HOW TO COMPLETE THIS TASK: Below are some records; return each one exactly as written.

────────────────

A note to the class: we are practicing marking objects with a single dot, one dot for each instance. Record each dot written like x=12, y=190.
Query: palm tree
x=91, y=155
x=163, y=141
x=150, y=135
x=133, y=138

────────────────

TASK ANSWER:
A note to the class: we are practicing marking objects with a single dot, one dot for each instance. Record each dot written like x=12, y=190.
Query: palm tree
x=91, y=155
x=163, y=141
x=150, y=135
x=133, y=138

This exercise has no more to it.